_To be done_
Can you filter the items below down to only the lines that contain the string "banana"? Case counts, so uppercase and lowercase letters must match.

[Segmentation labeling items]
========================

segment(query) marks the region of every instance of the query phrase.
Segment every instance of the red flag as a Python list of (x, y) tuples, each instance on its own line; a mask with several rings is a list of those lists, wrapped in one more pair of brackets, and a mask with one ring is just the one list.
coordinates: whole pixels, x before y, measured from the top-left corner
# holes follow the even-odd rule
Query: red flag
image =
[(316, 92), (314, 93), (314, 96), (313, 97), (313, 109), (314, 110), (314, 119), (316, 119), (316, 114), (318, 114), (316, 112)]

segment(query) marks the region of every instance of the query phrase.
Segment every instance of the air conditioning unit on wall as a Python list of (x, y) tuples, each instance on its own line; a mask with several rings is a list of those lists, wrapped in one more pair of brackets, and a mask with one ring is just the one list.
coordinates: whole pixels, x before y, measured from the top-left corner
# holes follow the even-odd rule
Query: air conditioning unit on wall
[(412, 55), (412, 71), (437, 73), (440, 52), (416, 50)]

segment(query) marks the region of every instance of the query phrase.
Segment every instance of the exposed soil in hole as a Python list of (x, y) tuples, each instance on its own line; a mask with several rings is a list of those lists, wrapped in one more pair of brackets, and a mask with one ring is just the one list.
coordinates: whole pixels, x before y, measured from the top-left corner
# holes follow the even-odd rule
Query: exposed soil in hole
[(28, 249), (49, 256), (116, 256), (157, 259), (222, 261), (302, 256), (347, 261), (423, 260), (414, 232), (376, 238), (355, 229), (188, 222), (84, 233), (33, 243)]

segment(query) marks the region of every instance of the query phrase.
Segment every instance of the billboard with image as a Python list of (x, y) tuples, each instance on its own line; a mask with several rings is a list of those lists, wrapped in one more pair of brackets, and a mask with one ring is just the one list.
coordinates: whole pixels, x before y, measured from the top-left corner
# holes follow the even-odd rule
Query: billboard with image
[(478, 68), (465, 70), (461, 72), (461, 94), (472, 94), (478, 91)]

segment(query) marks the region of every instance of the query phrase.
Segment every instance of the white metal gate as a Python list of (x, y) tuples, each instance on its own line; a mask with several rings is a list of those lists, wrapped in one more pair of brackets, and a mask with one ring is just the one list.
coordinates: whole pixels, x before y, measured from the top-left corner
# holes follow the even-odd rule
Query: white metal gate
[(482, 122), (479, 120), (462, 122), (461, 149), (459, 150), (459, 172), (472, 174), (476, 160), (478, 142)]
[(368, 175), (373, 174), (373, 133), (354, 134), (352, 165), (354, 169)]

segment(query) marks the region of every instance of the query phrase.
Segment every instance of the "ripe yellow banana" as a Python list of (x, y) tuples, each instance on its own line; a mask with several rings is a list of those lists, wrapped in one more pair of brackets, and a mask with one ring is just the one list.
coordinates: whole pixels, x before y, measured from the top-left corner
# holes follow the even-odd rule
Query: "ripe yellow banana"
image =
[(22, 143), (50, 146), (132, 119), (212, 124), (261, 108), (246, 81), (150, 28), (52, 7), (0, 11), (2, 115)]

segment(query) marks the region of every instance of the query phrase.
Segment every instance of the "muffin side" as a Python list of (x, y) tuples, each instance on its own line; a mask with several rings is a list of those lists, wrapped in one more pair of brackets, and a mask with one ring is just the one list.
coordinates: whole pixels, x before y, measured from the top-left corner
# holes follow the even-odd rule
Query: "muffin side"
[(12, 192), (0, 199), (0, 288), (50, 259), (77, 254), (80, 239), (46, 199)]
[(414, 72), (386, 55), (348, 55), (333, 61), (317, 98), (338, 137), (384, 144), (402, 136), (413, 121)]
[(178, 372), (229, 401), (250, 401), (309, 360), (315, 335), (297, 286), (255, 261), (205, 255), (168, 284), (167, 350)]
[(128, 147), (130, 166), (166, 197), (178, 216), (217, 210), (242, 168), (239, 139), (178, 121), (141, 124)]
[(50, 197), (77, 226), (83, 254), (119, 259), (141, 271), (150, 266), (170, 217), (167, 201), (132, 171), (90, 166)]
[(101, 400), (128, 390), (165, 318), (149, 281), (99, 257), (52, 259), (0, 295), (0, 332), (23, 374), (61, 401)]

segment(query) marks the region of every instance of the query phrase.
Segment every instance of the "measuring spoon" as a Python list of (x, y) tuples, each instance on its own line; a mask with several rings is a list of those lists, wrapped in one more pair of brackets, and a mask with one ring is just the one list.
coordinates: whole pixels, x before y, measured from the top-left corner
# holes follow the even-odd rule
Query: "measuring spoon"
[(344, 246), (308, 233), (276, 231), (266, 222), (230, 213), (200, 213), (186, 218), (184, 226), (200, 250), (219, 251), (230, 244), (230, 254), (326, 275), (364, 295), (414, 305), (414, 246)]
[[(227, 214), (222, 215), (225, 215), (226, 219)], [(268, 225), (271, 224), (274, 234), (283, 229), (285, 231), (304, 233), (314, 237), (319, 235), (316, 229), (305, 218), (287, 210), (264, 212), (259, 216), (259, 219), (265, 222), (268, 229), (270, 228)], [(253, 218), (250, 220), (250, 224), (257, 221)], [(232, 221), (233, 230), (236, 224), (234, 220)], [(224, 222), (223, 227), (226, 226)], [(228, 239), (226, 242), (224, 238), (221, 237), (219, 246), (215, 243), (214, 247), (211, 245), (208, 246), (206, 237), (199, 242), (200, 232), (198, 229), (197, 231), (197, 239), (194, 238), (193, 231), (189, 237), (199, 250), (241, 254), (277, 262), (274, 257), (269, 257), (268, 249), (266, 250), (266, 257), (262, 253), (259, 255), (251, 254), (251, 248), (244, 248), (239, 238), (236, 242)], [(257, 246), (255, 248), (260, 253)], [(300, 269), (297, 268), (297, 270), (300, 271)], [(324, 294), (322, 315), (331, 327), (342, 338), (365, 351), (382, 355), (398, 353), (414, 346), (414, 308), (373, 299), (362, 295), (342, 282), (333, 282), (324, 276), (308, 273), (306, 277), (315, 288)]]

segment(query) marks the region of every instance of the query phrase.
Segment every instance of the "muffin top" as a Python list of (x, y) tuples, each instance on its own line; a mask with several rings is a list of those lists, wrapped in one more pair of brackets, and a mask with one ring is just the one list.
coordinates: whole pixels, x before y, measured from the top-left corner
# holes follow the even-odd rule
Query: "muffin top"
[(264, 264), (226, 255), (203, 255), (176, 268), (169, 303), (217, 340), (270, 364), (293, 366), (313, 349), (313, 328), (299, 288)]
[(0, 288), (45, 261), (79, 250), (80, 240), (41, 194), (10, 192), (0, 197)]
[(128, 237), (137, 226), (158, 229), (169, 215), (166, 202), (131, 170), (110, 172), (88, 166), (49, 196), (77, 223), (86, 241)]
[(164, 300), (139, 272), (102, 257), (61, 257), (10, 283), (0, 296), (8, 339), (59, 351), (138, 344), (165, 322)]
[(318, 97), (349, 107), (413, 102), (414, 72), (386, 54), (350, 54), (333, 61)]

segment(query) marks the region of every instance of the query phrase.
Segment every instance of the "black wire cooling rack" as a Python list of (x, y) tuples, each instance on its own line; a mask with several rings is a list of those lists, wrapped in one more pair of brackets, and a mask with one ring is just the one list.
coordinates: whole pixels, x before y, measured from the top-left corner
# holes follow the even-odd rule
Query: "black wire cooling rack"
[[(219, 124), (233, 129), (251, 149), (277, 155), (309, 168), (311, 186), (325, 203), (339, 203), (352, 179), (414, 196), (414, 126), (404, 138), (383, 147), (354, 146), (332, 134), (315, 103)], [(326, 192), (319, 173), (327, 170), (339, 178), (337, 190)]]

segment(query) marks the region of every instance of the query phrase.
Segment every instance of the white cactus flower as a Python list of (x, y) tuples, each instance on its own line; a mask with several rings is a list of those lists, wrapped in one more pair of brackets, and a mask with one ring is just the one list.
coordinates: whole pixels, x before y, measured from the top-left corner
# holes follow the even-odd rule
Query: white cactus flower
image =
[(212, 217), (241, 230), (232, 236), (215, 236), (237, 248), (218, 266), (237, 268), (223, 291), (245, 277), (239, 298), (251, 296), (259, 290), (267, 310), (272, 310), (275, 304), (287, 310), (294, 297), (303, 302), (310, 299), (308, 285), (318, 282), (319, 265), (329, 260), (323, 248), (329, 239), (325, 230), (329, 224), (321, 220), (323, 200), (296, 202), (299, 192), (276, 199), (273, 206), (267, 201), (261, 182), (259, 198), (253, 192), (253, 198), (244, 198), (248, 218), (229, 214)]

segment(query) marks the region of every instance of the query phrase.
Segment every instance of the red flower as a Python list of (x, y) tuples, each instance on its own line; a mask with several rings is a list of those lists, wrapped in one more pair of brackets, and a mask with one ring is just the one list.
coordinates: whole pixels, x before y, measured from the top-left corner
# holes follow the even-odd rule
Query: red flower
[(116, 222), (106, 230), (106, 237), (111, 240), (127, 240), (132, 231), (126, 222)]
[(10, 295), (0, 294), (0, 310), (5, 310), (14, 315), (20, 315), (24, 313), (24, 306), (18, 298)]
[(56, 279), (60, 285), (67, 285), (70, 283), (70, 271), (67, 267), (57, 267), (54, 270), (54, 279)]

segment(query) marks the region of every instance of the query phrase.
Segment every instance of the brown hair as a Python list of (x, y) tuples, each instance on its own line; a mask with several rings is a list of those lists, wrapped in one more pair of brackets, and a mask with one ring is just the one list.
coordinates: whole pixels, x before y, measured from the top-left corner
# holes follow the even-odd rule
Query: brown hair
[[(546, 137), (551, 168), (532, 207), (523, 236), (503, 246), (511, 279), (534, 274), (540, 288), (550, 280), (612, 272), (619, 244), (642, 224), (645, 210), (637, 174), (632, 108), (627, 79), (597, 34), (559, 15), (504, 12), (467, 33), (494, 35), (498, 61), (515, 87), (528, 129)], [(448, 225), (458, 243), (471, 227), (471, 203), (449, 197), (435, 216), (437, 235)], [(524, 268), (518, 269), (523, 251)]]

========================

_Answer to this problem_
Segment every instance of the "ripe yellow banana" as a Python list of (x, y) tuples, each instance on its own line; a mask with several rings is a list of those lists, wrapped in one more pair of brackets, and a mask with one ring is just the one list.
Query: "ripe yellow banana"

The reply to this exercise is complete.